EXERCISE | Replace "Drop a point" with "Place a marker" in all of the records below, leaving every other word unchanged. Omit the pictures from your answer.

══ DATA EXTRACT ══

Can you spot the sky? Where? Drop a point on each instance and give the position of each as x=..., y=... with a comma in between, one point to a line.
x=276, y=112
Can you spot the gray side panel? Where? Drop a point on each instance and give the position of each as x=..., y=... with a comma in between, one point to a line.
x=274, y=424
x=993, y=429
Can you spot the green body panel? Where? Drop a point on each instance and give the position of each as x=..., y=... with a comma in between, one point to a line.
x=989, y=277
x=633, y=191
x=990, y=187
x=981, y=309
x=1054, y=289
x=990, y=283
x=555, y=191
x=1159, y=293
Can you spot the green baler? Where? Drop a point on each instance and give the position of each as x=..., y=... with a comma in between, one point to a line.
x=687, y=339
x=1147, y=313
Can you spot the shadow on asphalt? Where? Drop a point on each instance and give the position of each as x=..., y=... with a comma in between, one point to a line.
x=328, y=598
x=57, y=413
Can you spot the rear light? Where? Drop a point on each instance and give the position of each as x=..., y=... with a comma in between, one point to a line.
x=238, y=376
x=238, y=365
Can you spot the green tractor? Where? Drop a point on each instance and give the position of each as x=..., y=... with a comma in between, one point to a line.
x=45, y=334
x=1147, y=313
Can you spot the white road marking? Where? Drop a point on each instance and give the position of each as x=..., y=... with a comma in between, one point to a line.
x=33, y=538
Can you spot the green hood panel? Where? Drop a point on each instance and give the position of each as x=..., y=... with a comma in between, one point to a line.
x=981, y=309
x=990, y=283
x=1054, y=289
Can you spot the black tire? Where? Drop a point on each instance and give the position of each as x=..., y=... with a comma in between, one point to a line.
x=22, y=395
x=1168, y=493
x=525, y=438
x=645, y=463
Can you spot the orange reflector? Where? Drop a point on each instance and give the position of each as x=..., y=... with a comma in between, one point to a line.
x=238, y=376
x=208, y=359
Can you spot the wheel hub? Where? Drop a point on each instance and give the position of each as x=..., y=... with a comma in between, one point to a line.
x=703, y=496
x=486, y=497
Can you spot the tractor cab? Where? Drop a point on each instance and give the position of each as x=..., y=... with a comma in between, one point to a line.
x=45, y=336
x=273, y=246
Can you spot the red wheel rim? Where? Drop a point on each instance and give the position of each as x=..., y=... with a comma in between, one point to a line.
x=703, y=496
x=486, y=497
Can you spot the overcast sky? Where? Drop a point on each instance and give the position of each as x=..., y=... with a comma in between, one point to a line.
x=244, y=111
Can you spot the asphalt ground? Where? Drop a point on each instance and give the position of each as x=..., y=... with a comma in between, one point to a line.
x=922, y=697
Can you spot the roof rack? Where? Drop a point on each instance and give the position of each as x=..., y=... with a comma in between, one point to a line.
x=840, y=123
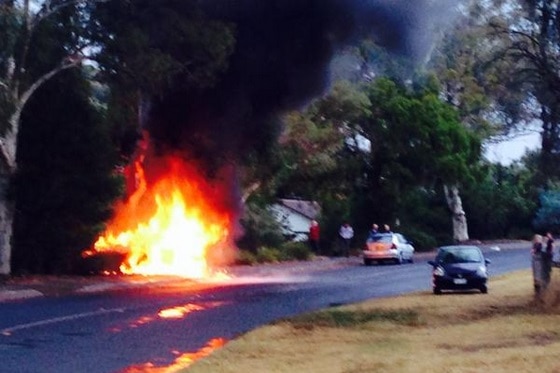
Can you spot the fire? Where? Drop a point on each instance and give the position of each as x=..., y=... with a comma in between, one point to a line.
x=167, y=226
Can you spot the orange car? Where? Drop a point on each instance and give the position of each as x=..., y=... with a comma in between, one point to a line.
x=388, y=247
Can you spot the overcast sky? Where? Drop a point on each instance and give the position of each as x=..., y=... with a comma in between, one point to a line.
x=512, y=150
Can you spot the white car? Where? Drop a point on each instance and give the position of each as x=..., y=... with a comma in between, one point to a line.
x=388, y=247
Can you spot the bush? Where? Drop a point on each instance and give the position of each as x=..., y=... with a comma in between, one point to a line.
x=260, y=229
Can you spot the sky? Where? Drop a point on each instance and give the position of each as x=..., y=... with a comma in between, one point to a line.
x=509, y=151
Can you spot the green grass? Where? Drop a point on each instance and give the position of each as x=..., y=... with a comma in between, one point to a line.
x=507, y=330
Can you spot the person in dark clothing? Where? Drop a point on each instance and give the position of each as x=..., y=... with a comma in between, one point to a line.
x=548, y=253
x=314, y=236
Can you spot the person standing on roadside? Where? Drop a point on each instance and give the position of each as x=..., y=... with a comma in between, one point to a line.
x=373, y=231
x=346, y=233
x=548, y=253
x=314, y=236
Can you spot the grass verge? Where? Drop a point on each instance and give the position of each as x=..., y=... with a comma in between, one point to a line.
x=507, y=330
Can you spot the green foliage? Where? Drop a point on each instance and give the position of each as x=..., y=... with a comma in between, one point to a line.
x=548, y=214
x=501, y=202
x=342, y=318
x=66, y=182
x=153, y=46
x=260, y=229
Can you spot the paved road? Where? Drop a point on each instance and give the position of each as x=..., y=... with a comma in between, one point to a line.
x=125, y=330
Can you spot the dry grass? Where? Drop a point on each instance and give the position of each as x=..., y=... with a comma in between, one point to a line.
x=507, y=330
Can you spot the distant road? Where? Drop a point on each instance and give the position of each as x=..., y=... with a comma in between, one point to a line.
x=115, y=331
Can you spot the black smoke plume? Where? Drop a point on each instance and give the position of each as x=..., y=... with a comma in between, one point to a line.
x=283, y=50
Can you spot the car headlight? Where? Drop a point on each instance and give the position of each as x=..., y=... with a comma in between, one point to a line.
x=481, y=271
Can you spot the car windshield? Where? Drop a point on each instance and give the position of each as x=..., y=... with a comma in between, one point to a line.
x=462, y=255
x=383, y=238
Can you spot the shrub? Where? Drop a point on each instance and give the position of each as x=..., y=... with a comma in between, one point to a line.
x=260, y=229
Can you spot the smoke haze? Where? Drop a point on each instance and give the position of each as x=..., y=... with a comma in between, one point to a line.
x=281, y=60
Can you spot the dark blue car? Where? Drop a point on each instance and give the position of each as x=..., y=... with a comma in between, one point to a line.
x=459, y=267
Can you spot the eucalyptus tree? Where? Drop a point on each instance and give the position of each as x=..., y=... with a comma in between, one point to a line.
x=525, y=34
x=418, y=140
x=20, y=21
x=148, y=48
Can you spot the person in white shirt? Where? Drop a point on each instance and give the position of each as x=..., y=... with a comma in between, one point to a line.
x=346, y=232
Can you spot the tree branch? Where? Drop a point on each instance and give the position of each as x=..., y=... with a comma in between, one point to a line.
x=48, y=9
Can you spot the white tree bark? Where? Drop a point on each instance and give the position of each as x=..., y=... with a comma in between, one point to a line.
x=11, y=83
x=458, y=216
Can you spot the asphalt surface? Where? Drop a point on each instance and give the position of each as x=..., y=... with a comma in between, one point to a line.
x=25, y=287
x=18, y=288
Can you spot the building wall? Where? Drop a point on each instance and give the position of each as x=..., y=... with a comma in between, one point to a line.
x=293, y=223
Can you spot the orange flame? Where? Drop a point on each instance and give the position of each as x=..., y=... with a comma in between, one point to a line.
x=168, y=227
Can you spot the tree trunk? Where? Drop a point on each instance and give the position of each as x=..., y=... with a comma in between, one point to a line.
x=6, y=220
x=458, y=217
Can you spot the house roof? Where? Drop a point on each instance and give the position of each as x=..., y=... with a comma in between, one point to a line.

═══

WRITTEN SOLUTION |
Can you spot the sky? Where? Place a marker on each instance and give the position of each as x=..., y=... with a comma in between, one point to a line.
x=276, y=112
Can you spot the gray side panel? Where? Place a marker on each instance and give the position of each as x=..., y=... with a comma in between, one point to a line.
x=274, y=424
x=993, y=429
Can you spot the green body panel? Where? Place a marker on each instance and give the position of each as x=..., y=... with a comma in between, one point to a line.
x=989, y=277
x=633, y=191
x=990, y=187
x=981, y=309
x=1054, y=289
x=990, y=283
x=555, y=191
x=1159, y=293
Can you spot the green baler? Where? Place a marker on each instance and give the position of each as x=..., y=... with a comma in between, one point to a line.
x=687, y=339
x=1147, y=313
Can you spot the shadow on asphalt? Where? Place a marker on each instance and give the position of each as x=..., y=... with a comma in between, one point to a line.
x=328, y=598
x=57, y=413
Can you spot the rear light? Where? Place a marker on each instance and give the position of each as x=..., y=... with a comma in between, one point to a line.
x=238, y=376
x=238, y=365
Can you spot the green tractor? Where? Place a marker on each instance and give the position of each as x=..., y=... with a comma in between, one point to a line.
x=45, y=334
x=1147, y=313
Can you spot the white road marking? Where? Place a marker on each instance and give the position of each as x=..., y=... with a comma in between, one point to a line.
x=33, y=538
Can you spot the green hood panel? Where? Place a marker on each instance and give the position of each as x=..., y=... with a comma in between, one point to a line.
x=981, y=309
x=990, y=283
x=1054, y=289
Can you spot the black tire? Where? Place a marker on each instance and give the position of each as x=..., y=... with a comma in between, one point to a line.
x=22, y=395
x=1168, y=493
x=525, y=438
x=645, y=463
Can you spot the orange reflector? Where? Place a marker on each instance and give the position of each as x=..., y=... with a comma in between, one point to a line.
x=238, y=376
x=208, y=359
Can you spot the wheel hub? Where? Place a marker on each instance and give the position of each as x=..., y=... with a comma in between, one point to a line.
x=703, y=496
x=486, y=497
Can you spot the tractor cab? Where? Place a marker on each instance and give the position of each as x=..., y=... with a comma in between, one point to a line.
x=45, y=336
x=273, y=246
Can you spot the red wheel rim? Where? Place a marker on each instance and give the position of each as x=..., y=... with a comma in between, one point to a line.
x=703, y=496
x=486, y=497
Can you spot the overcast sky? Where? Place a marker on each instance and give the position of each as x=..., y=... with a comma in between, one point to a line.
x=244, y=111
Can you spot the asphalt ground? Where? Place a marker on each instance and give the position of each as x=..., y=... with a comma in between, one point to a line.
x=922, y=697
Can you spot the roof rack? Where? Place a marker on each instance and give the position of each as x=..., y=... with a comma in between, one point to a line.
x=840, y=123
Can you spot the fire? Where? Place a marker on each instance and give the position of each as x=..., y=... with a comma in between, one point to a line.
x=167, y=226
Can you spot the orange car? Where? Place a marker on each instance and give the position of each as x=..., y=... with a comma in between, one point to a line.
x=388, y=247
Can you spot the overcast sky? Where? Place a marker on each instance and give the position of each as x=..., y=... with a comma in between, one point to a line.
x=512, y=150
Can you spot the white car? Where? Place a marker on each instance and give the position of each as x=..., y=... with a comma in between, one point to a line.
x=388, y=247
Can you spot the bush? Where? Place a marker on each instance and give the position of each as x=..., y=... with a comma in between, one point to a line.
x=260, y=229
Can you spot the sky? Where? Place a marker on each instance and give the position of each as x=..., y=... with a comma in between, one point to a line.
x=509, y=151
Can you spot the green grass? Where? Place a marker on each instance and give the position of each as x=..., y=... with a comma in between, one point to a line.
x=507, y=330
Can you spot the person in dark clothing? Where? Place a marker on each instance and give the position of each as x=..., y=... with a comma in between, one point to a line.
x=548, y=253
x=314, y=236
Can you spot the person standing on roadside? Where? Place a marker on each instance and give the position of each as x=..., y=... with a comma in between, one point to a line.
x=373, y=231
x=346, y=233
x=548, y=253
x=314, y=236
Can you spot the grass verge? Where? Place a marker on each instance and give the position of each as x=..., y=... with a comma in between, one point to a line.
x=507, y=330
Can you spot the green foliage? Where? Place a marker on each instance and give the position of each as x=..., y=... with a comma in between, one point to a line.
x=548, y=214
x=501, y=202
x=342, y=318
x=66, y=182
x=153, y=46
x=260, y=229
Can you spot the paved road? Where? Place a marker on each instance and give the position of each as x=..., y=... with a comma in between, one point to a line.
x=125, y=330
Can you spot the dry grass? Where? Place a marker on each instance and give the position of each as x=..., y=... with a comma in between, one point to a line.
x=507, y=330
Can you spot the distant road? Where? Place a marker on each instance and give the position of each as x=..., y=... with a comma in between, one point to a line.
x=115, y=331
Can you spot the black smoke plume? Where? Place a marker on each instance and give the position of each as x=..., y=... with a comma in between, one point to a line.
x=283, y=50
Can you spot the car headlight? Where? Place a marker on each instance and give the position of each as x=..., y=... with a comma in between, one point to a line.
x=481, y=271
Can you spot the car windshield? Where? Place a marker on each instance and give the position of each as x=..., y=... with a comma in between, one point to a line.
x=462, y=255
x=383, y=238
Can you spot the shrub? Where? Place a marker on each instance and give the position of each as x=..., y=... with a comma in between, one point to a line.
x=260, y=229
Can you spot the smoke haze? Where? Place a marker on each instance and give the position of each as x=..., y=... with a comma in between, one point to a line.
x=281, y=60
Can you spot the dark blue car? Where? Place a marker on each instance and give the position of each as x=..., y=... with a comma in between, one point to a line.
x=459, y=267
Can you spot the eucalyptus tree? Where? Place a marker on each instance and give the position of each as x=..., y=... with a comma in between, one point to a line.
x=525, y=34
x=418, y=140
x=20, y=21
x=148, y=48
Can you spot the person in white shirt? Where? Place a marker on each instance and give the position of each as x=..., y=... with a comma in between, one point to a line.
x=346, y=232
Can you spot the tree branch? Where? Place a marker on each instance and give the position of each as x=..., y=... with a comma in between, one point to a line.
x=48, y=9
Can you spot the white tree bark? Where? Place a marker on each instance and give the position of each as x=..., y=... with a comma in between, one point to a line.
x=11, y=83
x=458, y=216
Can you spot the asphalt surface? Where? Place a marker on each instance and give the position of each as x=..., y=... with a comma in between, one point to a line.
x=25, y=287
x=18, y=288
Can you spot the building wall? Where? Place a marker on each instance and give the position of each as x=..., y=... with a comma in between, one point to a line.
x=293, y=223
Can you spot the orange flame? Where? Place a marker on each instance and give the position of each as x=..., y=... with a comma in between, one point to a line.
x=168, y=227
Can you spot the tree trunk? Where? Place a marker on each instance and give the position of each as x=..., y=... with a comma in between, one point to a line.
x=6, y=220
x=458, y=217
Can you spot the house roof? Where? Place a marker on each instance and give the position of each as x=..., y=... with a comma in between, one point to a line.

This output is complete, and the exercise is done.